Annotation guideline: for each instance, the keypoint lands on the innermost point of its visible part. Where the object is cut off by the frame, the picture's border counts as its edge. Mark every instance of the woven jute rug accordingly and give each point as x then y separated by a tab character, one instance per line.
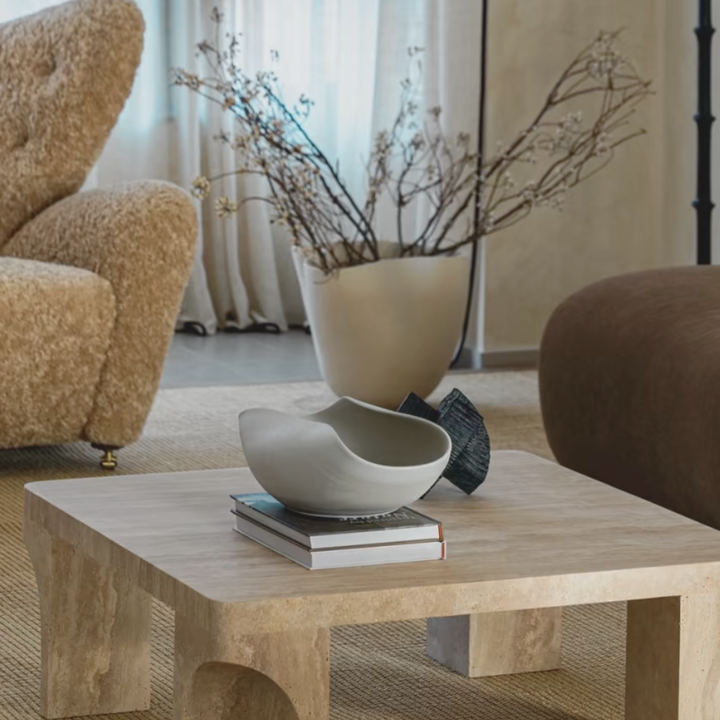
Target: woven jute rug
379	672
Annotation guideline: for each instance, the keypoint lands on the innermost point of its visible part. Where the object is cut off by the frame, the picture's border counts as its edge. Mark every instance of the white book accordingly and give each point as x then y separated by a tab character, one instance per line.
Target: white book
403	525
340	557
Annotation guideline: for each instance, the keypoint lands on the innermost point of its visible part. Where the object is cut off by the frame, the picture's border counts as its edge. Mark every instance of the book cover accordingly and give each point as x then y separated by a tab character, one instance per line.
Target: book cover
401	526
341	557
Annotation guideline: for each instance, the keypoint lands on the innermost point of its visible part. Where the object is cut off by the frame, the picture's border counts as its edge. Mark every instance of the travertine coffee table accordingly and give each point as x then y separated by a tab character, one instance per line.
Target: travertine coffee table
252	629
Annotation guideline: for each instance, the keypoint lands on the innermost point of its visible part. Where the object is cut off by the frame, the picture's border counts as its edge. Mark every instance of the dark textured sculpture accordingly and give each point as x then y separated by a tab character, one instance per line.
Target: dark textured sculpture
470	457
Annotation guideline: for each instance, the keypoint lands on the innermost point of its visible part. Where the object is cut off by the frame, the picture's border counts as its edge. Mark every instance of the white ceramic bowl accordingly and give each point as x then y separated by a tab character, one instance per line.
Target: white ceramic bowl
349	460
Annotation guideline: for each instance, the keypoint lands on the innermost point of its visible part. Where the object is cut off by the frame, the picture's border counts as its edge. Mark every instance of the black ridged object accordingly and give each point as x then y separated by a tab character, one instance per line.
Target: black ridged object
470	456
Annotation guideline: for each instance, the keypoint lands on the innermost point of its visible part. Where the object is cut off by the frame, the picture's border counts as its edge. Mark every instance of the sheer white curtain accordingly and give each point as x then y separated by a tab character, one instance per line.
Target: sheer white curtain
347	55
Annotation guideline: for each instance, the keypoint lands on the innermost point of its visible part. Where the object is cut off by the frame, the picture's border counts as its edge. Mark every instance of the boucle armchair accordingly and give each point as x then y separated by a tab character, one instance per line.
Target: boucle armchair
630	387
90	282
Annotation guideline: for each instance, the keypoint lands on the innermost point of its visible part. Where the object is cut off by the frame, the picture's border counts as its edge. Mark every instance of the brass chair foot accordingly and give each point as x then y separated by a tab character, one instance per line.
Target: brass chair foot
108	461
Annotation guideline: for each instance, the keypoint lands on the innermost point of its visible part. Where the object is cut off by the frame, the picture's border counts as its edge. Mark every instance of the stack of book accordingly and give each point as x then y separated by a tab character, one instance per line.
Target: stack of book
321	543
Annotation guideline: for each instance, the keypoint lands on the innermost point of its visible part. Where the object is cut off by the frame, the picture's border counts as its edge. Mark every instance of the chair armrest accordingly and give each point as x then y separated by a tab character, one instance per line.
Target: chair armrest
140	237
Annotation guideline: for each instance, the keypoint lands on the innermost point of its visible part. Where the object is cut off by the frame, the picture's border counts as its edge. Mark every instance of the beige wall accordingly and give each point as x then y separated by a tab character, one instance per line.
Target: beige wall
634	215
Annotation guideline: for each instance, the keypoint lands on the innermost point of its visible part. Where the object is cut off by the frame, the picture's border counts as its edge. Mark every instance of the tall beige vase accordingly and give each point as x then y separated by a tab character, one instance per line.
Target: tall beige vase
387	328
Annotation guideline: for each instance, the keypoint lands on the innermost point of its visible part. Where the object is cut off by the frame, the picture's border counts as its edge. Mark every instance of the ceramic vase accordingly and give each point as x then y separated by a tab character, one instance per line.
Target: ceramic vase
350	460
387	328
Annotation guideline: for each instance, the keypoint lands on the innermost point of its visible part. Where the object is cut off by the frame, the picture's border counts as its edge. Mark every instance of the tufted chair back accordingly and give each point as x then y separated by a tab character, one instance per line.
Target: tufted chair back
65	74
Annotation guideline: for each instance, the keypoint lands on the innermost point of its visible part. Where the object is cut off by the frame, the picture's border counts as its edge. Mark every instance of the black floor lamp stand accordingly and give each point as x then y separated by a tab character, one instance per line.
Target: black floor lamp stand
704	119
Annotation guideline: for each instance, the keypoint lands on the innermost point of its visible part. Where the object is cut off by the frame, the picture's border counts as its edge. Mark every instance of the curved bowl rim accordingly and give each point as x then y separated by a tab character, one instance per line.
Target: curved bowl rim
388	468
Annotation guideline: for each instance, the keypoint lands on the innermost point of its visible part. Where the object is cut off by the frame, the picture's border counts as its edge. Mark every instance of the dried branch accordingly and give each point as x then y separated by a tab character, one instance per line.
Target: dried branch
414	160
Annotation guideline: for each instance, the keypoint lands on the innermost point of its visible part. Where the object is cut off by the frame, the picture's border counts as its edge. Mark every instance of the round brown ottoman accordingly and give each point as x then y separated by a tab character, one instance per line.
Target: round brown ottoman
630	386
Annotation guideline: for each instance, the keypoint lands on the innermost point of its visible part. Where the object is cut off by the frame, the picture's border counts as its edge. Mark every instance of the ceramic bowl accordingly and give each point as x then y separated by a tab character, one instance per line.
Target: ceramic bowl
349	460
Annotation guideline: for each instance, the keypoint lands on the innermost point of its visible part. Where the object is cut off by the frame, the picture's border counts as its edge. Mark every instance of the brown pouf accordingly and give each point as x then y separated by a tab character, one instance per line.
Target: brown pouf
630	386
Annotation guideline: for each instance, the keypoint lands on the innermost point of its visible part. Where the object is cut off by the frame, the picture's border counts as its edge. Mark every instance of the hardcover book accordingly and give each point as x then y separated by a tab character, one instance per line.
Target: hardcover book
341	557
404	525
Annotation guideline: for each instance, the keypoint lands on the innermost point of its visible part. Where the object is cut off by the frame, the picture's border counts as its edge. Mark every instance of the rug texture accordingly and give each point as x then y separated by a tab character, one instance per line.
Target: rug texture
379	672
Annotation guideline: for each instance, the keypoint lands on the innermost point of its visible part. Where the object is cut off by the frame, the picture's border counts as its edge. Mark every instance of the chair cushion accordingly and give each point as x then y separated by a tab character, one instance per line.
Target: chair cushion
65	74
55	324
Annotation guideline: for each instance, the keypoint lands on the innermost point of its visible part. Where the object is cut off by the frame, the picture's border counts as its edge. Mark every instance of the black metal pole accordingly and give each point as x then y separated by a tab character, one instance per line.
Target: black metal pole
704	119
482	112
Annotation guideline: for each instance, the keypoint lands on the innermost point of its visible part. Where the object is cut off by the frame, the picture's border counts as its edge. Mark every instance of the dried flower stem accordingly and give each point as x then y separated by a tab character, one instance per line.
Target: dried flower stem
415	160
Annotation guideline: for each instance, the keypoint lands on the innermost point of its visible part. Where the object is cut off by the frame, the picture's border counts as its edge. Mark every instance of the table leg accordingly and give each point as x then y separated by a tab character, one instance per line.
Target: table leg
501	643
95	637
673	659
222	674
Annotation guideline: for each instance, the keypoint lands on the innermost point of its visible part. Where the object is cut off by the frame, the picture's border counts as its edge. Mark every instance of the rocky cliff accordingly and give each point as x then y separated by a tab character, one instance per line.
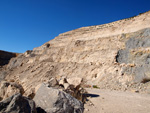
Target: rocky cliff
114	56
5	57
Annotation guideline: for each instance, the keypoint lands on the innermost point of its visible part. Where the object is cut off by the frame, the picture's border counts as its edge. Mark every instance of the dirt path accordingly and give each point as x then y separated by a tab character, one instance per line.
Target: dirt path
106	101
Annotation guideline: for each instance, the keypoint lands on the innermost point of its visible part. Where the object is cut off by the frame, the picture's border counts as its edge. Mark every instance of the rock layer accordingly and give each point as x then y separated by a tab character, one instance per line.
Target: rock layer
114	56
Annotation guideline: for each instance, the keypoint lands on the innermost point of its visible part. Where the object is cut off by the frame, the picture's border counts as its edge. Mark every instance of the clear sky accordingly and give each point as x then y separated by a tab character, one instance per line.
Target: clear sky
26	24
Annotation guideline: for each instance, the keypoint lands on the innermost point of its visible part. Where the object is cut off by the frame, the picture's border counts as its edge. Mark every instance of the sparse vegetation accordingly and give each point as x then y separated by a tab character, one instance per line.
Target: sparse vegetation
95	86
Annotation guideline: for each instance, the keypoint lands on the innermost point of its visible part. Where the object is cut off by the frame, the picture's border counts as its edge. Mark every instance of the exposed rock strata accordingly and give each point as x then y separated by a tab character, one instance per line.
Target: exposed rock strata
114	56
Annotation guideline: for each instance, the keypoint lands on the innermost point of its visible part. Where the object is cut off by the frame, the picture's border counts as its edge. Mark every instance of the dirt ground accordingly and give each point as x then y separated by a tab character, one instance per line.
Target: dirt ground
107	101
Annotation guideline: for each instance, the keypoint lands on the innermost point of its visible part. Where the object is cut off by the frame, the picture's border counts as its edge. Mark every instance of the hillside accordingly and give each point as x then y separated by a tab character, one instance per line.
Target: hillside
112	56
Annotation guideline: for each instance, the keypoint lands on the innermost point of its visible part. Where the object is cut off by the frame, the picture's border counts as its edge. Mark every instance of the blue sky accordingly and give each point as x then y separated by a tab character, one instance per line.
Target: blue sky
26	24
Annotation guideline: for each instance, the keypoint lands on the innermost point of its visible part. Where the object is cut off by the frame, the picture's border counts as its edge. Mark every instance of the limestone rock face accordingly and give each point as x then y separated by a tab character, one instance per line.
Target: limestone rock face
111	56
8	89
17	104
5	57
56	101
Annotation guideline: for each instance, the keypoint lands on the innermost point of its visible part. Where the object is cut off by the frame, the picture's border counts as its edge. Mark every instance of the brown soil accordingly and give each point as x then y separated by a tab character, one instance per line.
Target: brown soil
107	101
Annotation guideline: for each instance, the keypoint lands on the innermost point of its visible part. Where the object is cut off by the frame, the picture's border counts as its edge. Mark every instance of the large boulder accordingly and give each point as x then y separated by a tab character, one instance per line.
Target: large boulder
17	104
55	101
8	89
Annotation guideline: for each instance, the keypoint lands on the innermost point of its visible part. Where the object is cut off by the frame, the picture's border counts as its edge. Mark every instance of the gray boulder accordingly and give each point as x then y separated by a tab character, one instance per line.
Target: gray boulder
56	101
17	104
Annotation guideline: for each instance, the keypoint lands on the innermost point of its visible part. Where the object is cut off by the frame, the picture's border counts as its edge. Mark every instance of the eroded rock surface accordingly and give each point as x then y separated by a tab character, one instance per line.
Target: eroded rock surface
112	56
17	104
56	101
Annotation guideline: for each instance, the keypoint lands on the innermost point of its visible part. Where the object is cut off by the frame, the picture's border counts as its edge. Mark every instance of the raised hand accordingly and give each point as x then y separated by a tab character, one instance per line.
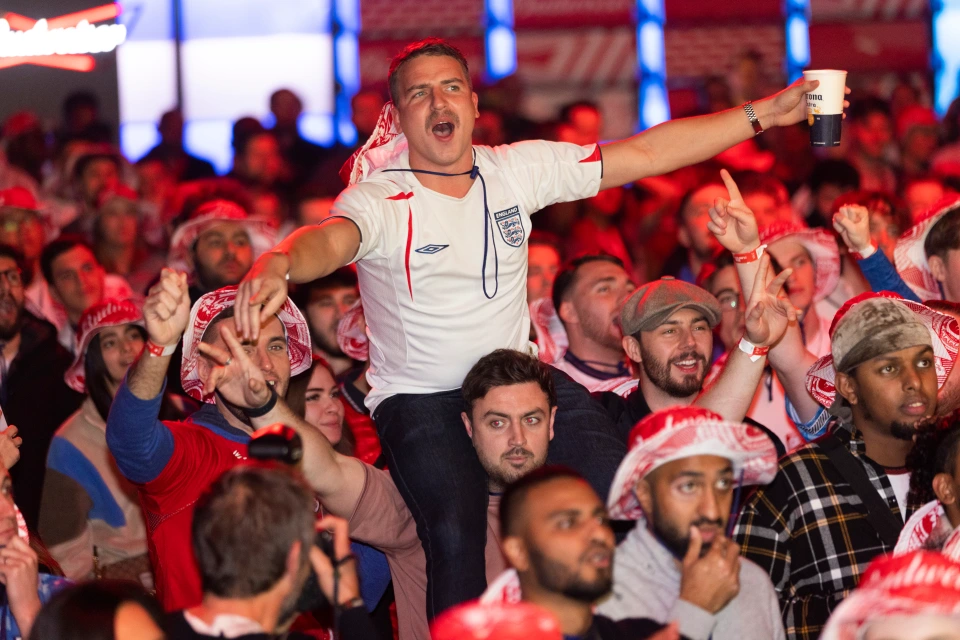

------------------------------------

CHALLENGE |
Rewrite the part that begins with the line containing "of the table" and ends with the line containing "Target: table leg", changing "keypoint" to "marker" and leaving the rest unchanged.

TASK RESULT |
Annotation guideline: for each instance, the marker lands on the innermost point of its visible part. Where the object is cut off by the frame, the picture's border counts as its edge. Mark every instance of the table leg accordingly and give each point as x then y separated by a tab character, one instance per line.
Target: table leg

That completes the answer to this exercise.